> STATED TASK: Write the next part of the congressional campaign announcement below, starting right after its final sentence.

## BEGIN DOCUMENT

We were taught that America belongs to the people.
But it doesn’t feel that way anymore, does it?
It feels like we’ve become spectators to our own democracy.
It feels like the people in charge don’t listen. Don’t care. Don’t even pretend.
And it’s no accident.
Because the system we live under wasn’t built for people like us. It’s been captured—by insiders who protect their own power, while working families get priced out, shouted down, and left behind.
That’s why today, I’m making it official:
I’m running for Congress—Tennessee’s 7th District—as an Independent.
Not because I want the title. But because I’m tired of watching this country lose its way. I’m tired of pretending the two-party machine is fixable from within. And I’m done being polite about the truth.
We are governed by a political class that no longer serves the people.
They’ve handed over lawmaking to the highest bidder. Let billionaires rig the tax code while small businesses collapse. Waged endless wars. Stacked up mountains of debt. And told us it’s all normal. The “cost of doing business.”

## END DOCUMENT
## BEGIN EXTRACTED ENTRIES

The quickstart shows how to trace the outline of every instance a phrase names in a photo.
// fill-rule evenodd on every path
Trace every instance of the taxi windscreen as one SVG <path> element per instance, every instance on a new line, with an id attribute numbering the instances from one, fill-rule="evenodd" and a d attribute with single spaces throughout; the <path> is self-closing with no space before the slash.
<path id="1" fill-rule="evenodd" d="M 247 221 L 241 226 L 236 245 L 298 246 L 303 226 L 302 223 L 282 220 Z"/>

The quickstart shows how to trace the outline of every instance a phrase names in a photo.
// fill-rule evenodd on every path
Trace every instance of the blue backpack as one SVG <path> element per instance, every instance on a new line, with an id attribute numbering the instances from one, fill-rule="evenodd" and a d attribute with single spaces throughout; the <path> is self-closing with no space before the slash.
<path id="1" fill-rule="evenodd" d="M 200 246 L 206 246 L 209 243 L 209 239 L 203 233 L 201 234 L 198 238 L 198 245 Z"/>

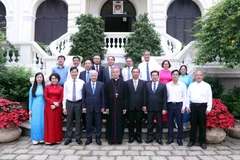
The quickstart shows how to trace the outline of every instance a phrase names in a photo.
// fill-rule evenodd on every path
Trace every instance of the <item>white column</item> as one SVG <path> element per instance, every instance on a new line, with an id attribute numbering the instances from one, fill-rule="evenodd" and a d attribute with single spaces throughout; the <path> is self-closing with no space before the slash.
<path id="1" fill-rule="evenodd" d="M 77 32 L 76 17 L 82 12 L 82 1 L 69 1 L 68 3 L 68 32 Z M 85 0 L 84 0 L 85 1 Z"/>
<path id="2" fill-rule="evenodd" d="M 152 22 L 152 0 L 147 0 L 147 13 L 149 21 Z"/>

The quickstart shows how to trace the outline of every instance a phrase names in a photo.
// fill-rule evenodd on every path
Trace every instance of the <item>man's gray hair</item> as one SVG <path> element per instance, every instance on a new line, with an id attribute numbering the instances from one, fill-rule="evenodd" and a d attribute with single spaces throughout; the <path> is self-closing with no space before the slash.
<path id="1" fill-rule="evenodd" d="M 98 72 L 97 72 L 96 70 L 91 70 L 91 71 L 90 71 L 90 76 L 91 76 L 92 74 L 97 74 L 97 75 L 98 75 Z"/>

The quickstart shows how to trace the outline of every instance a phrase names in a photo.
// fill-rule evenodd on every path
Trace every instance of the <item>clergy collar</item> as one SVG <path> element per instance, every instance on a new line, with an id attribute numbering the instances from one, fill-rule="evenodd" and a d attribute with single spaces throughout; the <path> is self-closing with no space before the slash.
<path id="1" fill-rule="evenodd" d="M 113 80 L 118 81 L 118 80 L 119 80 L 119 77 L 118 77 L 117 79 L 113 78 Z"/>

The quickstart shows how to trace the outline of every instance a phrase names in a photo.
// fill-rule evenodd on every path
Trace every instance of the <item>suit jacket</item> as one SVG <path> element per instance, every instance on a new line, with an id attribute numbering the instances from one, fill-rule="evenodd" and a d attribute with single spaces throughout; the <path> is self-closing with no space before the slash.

## END EXTRACTED ENTRIES
## BEGIN EXTRACTED ENTRIES

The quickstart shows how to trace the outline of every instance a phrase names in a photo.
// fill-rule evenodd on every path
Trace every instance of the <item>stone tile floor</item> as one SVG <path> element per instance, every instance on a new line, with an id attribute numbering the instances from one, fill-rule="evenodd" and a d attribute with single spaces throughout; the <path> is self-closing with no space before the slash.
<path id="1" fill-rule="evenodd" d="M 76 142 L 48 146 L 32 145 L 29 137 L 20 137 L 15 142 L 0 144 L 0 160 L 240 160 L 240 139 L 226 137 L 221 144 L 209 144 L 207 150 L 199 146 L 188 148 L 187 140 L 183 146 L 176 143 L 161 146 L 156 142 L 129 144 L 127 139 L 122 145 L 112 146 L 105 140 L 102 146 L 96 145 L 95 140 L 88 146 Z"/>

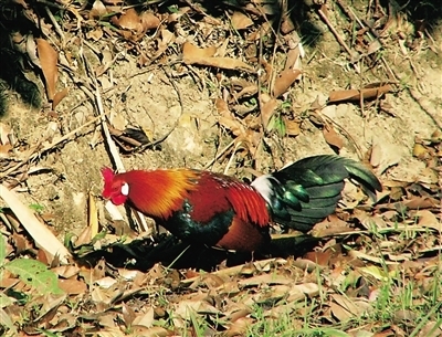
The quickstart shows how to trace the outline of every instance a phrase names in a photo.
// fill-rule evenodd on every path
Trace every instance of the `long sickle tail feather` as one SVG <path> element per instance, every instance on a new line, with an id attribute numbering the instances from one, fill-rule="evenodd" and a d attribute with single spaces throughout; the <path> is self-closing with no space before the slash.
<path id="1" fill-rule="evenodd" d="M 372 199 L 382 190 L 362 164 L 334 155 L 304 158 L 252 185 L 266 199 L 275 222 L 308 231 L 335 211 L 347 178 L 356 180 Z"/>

## END EXTRACTED ENTRIES

> TASK OUTPUT:
But I don’t believe this is normal. I believe it’s an indictment. Of both parties. Of the entire rigged machine.
This campaign is not about me.
It’s not about loyalty to a color or a party or a slogan.
It’s about representation. It’s about lifting the veil on a system that pretends to be democratic—but functions like a cartel. And it’s about giving voice to the 43% of Americans who now identify as independents—the largest political identity in the country.
They say independent candidates can’t win. But here’s what they’re really afraid of: That we do win. That we start telling the truth. That we make them remember who this country belongs to.
The Republicans and Democrats have had nearly 170 years of shared power—and this is what they’ve given us. Endless debt. A crumbling middle class. More division. Less freedom.
We keep being told that this time it’ll be different. But we all know the truth: Doing the same thing over and over and expecting different results isn’t hope—it’s insanity.
The system won’t change from within. So it’s time we change who we send to Washington.
So I’m not asking for your loyalty. I’m asking for your voice. Your courage. And your belief that this American experiment still belongs to us—not them.
Let’s make noise.
Let’s make history.
Let’s make them remember.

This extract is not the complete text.